───── DATASET ROWS ─────

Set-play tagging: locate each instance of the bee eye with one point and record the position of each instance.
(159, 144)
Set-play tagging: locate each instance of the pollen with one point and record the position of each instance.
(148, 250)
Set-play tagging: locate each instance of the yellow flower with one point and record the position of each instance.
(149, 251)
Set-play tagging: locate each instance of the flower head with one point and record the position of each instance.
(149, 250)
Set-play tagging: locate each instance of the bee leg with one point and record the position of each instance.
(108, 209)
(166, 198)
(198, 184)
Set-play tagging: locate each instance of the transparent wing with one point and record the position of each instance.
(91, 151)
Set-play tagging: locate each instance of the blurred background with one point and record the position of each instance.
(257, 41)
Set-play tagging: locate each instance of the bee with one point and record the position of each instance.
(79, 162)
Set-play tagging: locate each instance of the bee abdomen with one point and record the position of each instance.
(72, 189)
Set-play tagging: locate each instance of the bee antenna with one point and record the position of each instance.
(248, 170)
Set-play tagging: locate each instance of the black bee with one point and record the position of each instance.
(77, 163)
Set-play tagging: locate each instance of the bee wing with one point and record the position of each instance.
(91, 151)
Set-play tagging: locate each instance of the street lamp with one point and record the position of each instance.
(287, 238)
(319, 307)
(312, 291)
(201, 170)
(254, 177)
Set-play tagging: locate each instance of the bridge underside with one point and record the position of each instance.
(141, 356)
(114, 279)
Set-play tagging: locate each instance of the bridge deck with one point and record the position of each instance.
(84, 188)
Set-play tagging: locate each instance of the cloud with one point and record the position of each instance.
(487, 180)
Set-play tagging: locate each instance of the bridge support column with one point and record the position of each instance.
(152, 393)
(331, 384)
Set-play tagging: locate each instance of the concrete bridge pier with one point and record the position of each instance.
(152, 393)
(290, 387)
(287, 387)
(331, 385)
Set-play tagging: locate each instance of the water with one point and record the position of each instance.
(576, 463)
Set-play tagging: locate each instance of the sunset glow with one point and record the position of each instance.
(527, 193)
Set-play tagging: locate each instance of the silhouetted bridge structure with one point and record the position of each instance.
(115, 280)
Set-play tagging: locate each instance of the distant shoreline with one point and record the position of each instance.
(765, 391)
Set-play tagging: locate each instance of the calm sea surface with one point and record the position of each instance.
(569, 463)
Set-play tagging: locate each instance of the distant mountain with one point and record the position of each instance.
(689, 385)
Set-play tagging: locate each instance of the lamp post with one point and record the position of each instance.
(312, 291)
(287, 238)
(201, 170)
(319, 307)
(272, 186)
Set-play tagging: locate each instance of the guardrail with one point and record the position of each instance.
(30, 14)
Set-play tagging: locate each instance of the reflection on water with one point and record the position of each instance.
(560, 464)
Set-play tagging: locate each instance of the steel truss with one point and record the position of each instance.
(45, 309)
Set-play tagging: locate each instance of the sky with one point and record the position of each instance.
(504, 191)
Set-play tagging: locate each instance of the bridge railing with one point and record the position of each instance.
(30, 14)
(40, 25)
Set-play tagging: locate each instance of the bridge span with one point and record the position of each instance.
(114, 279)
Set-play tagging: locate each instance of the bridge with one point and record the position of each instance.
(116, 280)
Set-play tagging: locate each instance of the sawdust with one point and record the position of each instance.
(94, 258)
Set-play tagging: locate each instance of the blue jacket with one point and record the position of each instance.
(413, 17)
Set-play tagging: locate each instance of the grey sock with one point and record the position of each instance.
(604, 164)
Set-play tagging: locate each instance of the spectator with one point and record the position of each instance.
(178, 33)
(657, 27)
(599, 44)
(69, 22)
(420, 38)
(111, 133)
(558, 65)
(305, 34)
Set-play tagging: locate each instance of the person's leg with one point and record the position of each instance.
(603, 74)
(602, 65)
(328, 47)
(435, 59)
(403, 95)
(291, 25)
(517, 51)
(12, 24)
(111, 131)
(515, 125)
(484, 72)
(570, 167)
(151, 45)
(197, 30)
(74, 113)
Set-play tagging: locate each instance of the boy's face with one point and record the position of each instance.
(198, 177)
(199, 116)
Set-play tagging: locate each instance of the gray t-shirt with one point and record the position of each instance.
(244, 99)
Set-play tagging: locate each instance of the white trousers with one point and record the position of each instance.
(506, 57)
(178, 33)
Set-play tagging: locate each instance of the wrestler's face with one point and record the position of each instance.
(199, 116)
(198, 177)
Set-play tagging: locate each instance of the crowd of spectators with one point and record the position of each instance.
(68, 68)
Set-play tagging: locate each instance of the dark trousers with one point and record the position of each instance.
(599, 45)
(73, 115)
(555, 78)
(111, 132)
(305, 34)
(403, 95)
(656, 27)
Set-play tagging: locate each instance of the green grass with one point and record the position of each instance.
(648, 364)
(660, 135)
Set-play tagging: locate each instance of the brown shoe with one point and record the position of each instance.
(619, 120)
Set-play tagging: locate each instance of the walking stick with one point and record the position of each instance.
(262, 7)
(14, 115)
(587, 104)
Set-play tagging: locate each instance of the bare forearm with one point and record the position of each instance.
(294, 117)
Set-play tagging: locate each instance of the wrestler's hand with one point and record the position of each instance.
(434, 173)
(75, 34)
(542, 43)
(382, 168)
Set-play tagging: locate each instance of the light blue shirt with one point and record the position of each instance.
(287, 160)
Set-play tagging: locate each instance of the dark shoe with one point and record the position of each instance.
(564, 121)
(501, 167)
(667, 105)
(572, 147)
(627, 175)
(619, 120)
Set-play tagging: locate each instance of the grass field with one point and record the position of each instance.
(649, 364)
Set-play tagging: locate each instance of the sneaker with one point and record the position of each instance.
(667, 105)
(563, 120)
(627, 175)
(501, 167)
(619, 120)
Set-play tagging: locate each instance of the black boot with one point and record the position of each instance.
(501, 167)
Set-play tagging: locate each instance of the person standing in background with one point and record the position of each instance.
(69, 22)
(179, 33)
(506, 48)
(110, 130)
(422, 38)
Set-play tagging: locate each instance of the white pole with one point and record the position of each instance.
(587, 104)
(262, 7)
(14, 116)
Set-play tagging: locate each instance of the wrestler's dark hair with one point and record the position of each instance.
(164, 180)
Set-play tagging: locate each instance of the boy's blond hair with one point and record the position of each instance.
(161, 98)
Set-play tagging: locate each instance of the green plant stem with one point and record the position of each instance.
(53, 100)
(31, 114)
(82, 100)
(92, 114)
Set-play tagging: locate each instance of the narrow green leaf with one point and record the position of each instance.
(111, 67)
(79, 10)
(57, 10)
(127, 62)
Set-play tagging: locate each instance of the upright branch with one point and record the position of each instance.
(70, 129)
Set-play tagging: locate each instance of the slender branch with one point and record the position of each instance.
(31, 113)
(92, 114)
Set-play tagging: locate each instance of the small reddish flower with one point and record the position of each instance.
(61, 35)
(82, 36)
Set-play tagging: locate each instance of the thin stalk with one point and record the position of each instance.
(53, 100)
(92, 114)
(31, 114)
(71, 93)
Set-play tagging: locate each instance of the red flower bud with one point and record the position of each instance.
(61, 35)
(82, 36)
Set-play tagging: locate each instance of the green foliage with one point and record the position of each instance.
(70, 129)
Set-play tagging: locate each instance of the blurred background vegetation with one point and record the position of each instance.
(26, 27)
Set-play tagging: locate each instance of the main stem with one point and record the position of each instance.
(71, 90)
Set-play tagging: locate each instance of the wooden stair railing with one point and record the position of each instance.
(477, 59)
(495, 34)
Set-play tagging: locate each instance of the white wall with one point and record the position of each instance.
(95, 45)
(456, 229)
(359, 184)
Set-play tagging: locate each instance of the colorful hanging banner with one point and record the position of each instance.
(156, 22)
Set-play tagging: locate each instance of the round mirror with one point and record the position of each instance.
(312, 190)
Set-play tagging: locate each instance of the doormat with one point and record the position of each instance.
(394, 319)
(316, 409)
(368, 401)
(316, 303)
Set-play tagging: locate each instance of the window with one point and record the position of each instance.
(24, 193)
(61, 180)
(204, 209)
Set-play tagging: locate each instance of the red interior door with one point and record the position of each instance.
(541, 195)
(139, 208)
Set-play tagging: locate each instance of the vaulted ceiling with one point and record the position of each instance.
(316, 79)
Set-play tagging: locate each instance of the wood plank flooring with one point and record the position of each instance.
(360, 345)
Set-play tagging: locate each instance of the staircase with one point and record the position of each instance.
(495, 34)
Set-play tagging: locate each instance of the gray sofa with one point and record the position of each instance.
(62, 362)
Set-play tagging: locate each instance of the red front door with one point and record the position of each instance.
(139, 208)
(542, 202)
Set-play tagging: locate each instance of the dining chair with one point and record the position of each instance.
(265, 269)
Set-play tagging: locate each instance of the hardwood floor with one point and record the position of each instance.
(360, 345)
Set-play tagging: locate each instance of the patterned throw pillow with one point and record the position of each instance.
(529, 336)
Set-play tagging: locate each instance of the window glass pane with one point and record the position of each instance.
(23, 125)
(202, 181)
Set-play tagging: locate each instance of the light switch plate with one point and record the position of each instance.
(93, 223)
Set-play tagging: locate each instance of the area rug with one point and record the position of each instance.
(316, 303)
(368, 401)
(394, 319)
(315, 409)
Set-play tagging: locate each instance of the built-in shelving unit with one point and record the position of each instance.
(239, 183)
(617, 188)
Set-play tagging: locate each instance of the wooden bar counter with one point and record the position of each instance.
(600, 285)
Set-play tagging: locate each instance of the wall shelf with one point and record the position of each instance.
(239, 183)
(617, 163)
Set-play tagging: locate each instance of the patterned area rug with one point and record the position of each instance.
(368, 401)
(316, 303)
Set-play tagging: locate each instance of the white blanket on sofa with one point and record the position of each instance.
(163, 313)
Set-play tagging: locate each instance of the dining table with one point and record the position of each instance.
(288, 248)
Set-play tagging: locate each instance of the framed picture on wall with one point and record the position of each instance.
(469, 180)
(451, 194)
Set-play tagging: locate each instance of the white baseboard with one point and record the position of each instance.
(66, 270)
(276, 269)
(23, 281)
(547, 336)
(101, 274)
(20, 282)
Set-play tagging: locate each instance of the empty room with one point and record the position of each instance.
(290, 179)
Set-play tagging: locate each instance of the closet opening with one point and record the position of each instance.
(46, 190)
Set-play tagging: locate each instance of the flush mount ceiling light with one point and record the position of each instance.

─────

• **EXERCISE REQUIREMENTS**:
All lines from the line containing "Set-play tagging: locate each instance of the framed" through the end of the listing above are to be duplicated exactly; include both ends and nothing further.

• **RESULT FOR THIS TASK**:
Set-play tagging: locate each instance of the framed picture on wall with one point and record the position of each instance.
(469, 180)
(451, 194)
Set-play tagging: locate each instance of the white baseboard with one point and record the position of each instance.
(66, 270)
(276, 269)
(23, 281)
(547, 336)
(101, 274)
(20, 282)
Set-play tagging: locate each instance of the empty room with one point and record the position of each instance.
(290, 179)
Set-play tagging: locate each instance of the closet opening with one point and record the position of each instance.
(46, 190)
Set-play tagging: locate each instance of the flush mount ceiling light with one point and record the position of each instance.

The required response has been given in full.